- [PROBLEM DESCRIPTION] Would you retype the records below exactly as they appear?

- [WORKING DATA]
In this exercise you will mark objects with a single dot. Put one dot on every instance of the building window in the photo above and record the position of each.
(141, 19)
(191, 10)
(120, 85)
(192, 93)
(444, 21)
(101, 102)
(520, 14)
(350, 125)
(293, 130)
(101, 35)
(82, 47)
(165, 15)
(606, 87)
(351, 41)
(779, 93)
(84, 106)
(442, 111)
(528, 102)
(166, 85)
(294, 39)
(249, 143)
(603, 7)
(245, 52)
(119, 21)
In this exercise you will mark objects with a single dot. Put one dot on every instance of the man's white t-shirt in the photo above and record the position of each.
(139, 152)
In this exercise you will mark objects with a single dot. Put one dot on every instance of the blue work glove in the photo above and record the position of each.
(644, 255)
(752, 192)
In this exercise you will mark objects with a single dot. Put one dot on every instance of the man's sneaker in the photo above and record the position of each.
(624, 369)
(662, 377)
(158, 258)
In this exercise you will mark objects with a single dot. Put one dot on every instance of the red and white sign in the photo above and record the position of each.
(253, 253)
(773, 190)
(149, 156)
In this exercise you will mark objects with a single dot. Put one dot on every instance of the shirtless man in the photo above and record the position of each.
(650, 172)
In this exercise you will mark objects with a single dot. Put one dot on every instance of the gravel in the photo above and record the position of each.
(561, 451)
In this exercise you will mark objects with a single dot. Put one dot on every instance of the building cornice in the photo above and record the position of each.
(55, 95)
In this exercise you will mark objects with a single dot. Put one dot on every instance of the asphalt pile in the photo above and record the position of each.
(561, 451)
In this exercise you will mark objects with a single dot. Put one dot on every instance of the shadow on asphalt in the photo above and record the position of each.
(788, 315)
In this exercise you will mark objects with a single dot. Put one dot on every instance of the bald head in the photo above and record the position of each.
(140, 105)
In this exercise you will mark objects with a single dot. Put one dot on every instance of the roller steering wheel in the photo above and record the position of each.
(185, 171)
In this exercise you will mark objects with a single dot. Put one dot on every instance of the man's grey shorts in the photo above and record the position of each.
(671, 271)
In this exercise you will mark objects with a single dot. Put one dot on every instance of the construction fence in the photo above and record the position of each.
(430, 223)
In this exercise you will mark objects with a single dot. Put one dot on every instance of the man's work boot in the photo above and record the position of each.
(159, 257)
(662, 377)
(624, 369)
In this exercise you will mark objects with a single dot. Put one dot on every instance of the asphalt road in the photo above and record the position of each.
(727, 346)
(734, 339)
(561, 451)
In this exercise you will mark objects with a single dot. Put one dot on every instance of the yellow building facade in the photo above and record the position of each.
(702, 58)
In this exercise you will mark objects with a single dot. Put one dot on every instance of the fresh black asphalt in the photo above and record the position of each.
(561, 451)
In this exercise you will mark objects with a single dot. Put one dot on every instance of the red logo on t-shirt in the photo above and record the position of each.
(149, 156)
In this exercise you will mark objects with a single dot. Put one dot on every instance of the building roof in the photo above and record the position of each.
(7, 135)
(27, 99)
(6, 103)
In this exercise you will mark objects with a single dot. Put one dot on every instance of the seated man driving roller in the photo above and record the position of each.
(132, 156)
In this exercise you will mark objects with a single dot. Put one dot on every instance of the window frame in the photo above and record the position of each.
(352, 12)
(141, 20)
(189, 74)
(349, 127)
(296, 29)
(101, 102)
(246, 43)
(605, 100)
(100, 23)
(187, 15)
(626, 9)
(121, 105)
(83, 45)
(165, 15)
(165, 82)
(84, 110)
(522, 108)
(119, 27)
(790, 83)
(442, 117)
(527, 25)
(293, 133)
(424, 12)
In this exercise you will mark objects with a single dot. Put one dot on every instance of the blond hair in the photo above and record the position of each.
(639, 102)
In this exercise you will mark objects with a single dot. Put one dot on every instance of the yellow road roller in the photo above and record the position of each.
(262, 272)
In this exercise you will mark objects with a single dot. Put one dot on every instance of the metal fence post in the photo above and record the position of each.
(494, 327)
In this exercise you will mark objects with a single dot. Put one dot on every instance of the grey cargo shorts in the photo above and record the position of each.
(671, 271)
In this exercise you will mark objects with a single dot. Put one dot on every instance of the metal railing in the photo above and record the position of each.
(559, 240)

- [RESPONSE TO THE EXERCISE]
In this exercise you will mark objects with a single dot. Put one dot on every instance of the building window in the photo above and record the position of each.
(141, 19)
(191, 10)
(120, 85)
(192, 93)
(444, 21)
(101, 102)
(520, 14)
(350, 125)
(293, 130)
(101, 35)
(82, 47)
(165, 15)
(606, 87)
(351, 41)
(779, 93)
(84, 106)
(442, 111)
(528, 102)
(166, 85)
(294, 39)
(249, 143)
(603, 7)
(245, 52)
(119, 21)
In this exercise you will mark objects with a single dot. Put one dot on every instance of the man's white t-shirt in the photo above and record the position of each.
(139, 152)
In this exercise you will mark objects with a single dot. Put one dot on every instance of the blue work glove in the photo above and record the position of each.
(644, 255)
(752, 192)
In this exercise you will mark objects with a single dot. Put one dot on every instance of the man's sneaker in the photo above and record the position of each.
(624, 369)
(662, 377)
(158, 258)
In this exercise you will mark objects with a single dot. Put one dot on every instance of the red and white sign in the photo above and record the position of each.
(253, 253)
(773, 190)
(149, 156)
In this exercise you will mark objects with a single dot. Put one dot on every instance of the shirtless man in the photo above and record the position of each.
(650, 172)
In this exercise you will mark objects with a single dot. Put one dot on every instance of the gravel in the photo above and record the position of each.
(561, 451)
In this exercise you will mark objects with a single dot. Put one dot on every instance of the building cornice in the photo above and record the position of each.
(55, 95)
In this exercise you will mark objects with a single dot. Put one dot on every instance of the asphalt pile in the photo above and record the position of each.
(561, 451)
In this exercise you will mark objects with a single dot. Put one dot on every instance of the shadow on asphalt in the photo above and record the position of each.
(788, 315)
In this exercise you will mark objects with a single dot. Put one dot on every instance of the bald head in the photo above and record the position of each.
(140, 105)
In this exercise you will mark objects with a single dot. Put one dot on every instance of the roller steering wheel in the photo above and record the position of each.
(185, 171)
In this exercise you will mark objects with a single dot. Put one dot on every instance of the man's grey shorts in the photo above and record the position of each.
(671, 271)
In this exercise you will mark objects with a single dot. Put one dot on every instance of the construction fence in the photo above and record the position of each.
(430, 223)
In this exercise you will mark objects with a single dot. Put one dot on every instance of the man's work boot in the photo above and record the position of each.
(159, 257)
(662, 377)
(624, 369)
In this exercise you will mark objects with a single dot. Put one dot on every instance of the asphalt road in the photo above and record the position of each.
(727, 346)
(734, 339)
(561, 451)
In this exercise you will mark objects with a single dot. Put one dot on every instance of the yellow building facade in the photo above and record the position of each.
(702, 58)
In this exercise you will mark objects with a single dot. Put one dot on every instance of the fresh black asphalt in the photo above and record the position of each.
(561, 451)
In this exercise you will mark objects with a single dot. Put one dot on every instance of the red logo on t-shirt in the photo above and record the position of each.
(149, 156)
In this exercise you will mark objects with a single dot. Put one dot on every instance of the building roof in the photo above and record the position of each.
(7, 135)
(27, 99)
(6, 103)
In this exercise you will mark objects with a single dot. Put one dot on every instance of the seated man driving roller in the photo above and record the position of each.
(132, 156)
In this exercise you will mark objects with a single dot. Put one dot on every instance of the window frame in the photo above and record the position of each.
(352, 12)
(141, 20)
(189, 74)
(349, 127)
(296, 29)
(101, 102)
(246, 43)
(605, 100)
(100, 23)
(187, 15)
(626, 9)
(121, 105)
(83, 45)
(165, 15)
(165, 82)
(84, 110)
(522, 108)
(119, 27)
(790, 83)
(442, 117)
(527, 25)
(293, 133)
(424, 12)
In this exercise you will mark objects with a single dot. Put one dot on every instance of the blond hair in the photo above and record the position of each.
(639, 102)
In this exercise you will mark objects with a single dot. Put one dot on every instance of the yellow road roller in the photo above and record the position of each.
(262, 272)
In this exercise you will mark objects with a single dot. Put one dot on every instance of the metal fence post in the photo above and record the position of each.
(494, 327)
In this exercise you will mark objects with a single dot. Put one dot on every instance of the grey cargo shorts in the photo above and record the position of each.
(671, 271)
In this exercise you will mark objects with a single dot. Put one dot on every instance of the metal railing in the photo above and record the position of each.
(559, 240)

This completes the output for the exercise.